**Task goal**
Since each line must match the original, copy out the records with no differences at all.

**The data**
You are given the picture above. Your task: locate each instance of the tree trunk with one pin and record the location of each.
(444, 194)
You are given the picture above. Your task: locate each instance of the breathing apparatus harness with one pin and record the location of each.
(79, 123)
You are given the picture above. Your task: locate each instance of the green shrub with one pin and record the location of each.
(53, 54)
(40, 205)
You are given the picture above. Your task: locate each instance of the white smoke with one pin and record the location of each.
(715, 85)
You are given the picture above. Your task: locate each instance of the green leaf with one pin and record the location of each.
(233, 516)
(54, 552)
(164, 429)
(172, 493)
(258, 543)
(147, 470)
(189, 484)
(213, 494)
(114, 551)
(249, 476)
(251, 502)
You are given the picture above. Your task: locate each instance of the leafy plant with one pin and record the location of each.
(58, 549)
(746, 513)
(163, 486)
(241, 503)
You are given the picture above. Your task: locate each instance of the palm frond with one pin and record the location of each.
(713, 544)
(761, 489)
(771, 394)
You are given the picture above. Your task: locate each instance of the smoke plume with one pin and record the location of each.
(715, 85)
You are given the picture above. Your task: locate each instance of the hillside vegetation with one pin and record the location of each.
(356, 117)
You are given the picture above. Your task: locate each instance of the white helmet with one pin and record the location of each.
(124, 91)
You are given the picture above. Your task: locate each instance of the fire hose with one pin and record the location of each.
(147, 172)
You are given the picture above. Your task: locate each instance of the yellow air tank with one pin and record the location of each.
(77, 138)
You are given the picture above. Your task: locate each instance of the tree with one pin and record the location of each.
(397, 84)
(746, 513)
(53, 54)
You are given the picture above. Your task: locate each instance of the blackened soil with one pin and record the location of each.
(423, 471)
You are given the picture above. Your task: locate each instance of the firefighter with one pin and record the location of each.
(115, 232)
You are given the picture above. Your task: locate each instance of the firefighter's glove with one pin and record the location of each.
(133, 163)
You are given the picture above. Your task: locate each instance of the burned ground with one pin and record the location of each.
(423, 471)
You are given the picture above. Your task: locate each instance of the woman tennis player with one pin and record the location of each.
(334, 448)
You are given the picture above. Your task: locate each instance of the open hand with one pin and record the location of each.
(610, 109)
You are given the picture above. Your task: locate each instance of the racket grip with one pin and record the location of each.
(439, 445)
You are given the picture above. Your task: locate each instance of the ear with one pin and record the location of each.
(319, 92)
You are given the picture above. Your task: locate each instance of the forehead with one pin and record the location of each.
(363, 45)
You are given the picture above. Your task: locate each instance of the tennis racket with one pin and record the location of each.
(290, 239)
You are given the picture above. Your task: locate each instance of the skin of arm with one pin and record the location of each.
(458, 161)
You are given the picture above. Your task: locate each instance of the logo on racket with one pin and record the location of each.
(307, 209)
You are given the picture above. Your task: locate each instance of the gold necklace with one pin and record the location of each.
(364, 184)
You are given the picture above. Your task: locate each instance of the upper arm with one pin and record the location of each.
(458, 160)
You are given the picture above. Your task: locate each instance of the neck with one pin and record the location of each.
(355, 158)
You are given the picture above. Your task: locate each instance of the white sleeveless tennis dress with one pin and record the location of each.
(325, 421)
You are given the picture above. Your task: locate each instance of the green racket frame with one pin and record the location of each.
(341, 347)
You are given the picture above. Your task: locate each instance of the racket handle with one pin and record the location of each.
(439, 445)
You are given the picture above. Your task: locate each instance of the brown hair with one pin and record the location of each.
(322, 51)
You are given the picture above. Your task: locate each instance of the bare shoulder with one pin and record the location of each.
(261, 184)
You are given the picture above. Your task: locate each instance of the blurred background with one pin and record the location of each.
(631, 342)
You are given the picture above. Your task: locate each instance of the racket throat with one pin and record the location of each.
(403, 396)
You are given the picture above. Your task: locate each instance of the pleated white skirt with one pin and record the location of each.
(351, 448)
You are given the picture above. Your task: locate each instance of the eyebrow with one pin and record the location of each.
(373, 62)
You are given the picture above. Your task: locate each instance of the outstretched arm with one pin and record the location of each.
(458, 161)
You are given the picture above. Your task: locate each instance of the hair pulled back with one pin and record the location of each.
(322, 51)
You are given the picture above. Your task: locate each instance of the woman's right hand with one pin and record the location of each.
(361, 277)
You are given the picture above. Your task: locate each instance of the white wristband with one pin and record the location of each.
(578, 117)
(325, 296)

**Answer to this exercise**
You are given the picture above. Your task: locate each instance of the tree trunk with one pin and record the location of each.
(444, 194)
You are given the picture above. Your task: locate each instance of the breathing apparatus harness with one pin and record the location of each.
(79, 123)
You are given the picture above. Your task: locate each instance of the green shrub with one pin and record the location of each.
(53, 54)
(40, 205)
You are given the picture above. Your task: locate each instance of the white smoke with one pin and record the location of each.
(715, 85)
You are given the picture above. Your task: locate each instance of the green leaf with one pin and record the location of each.
(233, 516)
(54, 552)
(164, 429)
(172, 493)
(258, 543)
(147, 470)
(189, 484)
(213, 494)
(114, 551)
(249, 476)
(251, 502)
You are given the picture above. Your task: locate each instance of the leafy plant with one pin and record the location of each.
(58, 549)
(746, 513)
(163, 486)
(241, 503)
You are given the picture above. Your task: locate each instance of the palm frond with one pin and record the location of each.
(713, 544)
(761, 489)
(771, 394)
You are given the picture above. Your task: locate each instance of the smoke plume with one pin and record the location of each.
(715, 85)
You are given the picture above. Your task: locate each instance of the hillside vegetation with one pin and record the location of each.
(356, 117)
You are given the picture above. Your task: locate each instance of the white helmet with one pin and record the location of each.
(124, 91)
You are given the picture above. Your task: locate each instance of the fire hose with one pin and record the location of each.
(147, 172)
You are given the picture above. Your task: locate each instance of the yellow air tank with one pin and record the location of each.
(77, 138)
You are given the picture above. Your task: locate each instance of the tree with one pin and record the location of each.
(397, 84)
(746, 513)
(53, 54)
You are given the picture above. Your task: locate each instance of the blackened soil with one pin and record the location of each.
(423, 471)
You are given the picture above. Your task: locate each instance of the firefighter with one pin and record the location of each.
(115, 232)
You are given the picture above. Your task: locate each instance of the firefighter's glove with one pin and record the location of each.
(133, 163)
You are given the picture above. Your task: locate each instance of the burned ground with one pin and record the location of each.
(423, 471)
You are given the picture above. Your task: locate each instance of the woman tennis player with one pin and record the location of each.
(334, 448)
You are given the picture above. Your task: locate each instance of the open hand with one pin and record the location of each.
(610, 109)
You are given the picture above. Your task: locate each instance of the racket grip with one pin and record the location of each.
(439, 445)
You are given the picture above. Your task: locate each instance of the ear with one pin and record the location of each.
(319, 92)
You are given the picture above. Your task: locate each instance of the forehead with one pin and record the location of each.
(363, 45)
You are given the picture above. Your task: locate each instance of the tennis racket with one pin and record the location of each.
(290, 239)
You are given the picture above. Your task: locate each instance of the skin of arm with one pin and record the location of each.
(458, 161)
You are given the picture above. Your task: locate each instance of the logo on racket with one pin and record the location of each.
(307, 209)
You are given the picture above. Your task: locate each instance of the gold necklace with one pin and record the location of each.
(364, 184)
You are given the picture above. Your task: locate each instance of the upper arm with one pin and record the location of each.
(458, 160)
You are given the picture above. Your task: locate each instance of the neck with one pin and record the location of each.
(355, 158)
You are given the picture above. Your task: locate each instance of the white sleeveless tennis dress with one pin and record the location of each.
(325, 421)
You are given the picture above. Your task: locate each instance of the green racket frame with one pin and record the location of each.
(341, 347)
You are given the picture above. Your task: locate each instance of the racket handle with one pin and record the location of each.
(439, 445)
You are given the picture above. Your task: locate each instance of the brown hair with one pin and record the location of each.
(322, 51)
You are given the picture above. Your task: locate each instance of the bare shoulder with one pin and record the location of each.
(261, 184)
You are given the picture above. Your task: locate each instance of the blurred background with one pin and record the location of each.
(631, 342)
You are given the picture above. Your task: locate each instance of the racket throat with one pin and record the location of each.
(403, 396)
You are given the picture above. Your task: locate each instance of the pleated white skirt with one pin and record the location of each.
(351, 448)
You are given the picture above. Your task: locate each instance of the eyebrow with one pin and record the location of each.
(373, 62)
You are given the picture above. Your task: locate each instance of the outstretched arm with one pin and record the location of each.
(458, 161)
You are given the picture above. Your task: locate each instance of the hair pulled back with one pin and record the location of each.
(322, 51)
You are given the picture above. Your task: locate each instance of the woman's right hand with one pin and record the location of each.
(361, 277)
You are given the picture above. Your task: locate each instance of the white wristband with one pin and record the location of each.
(578, 117)
(325, 296)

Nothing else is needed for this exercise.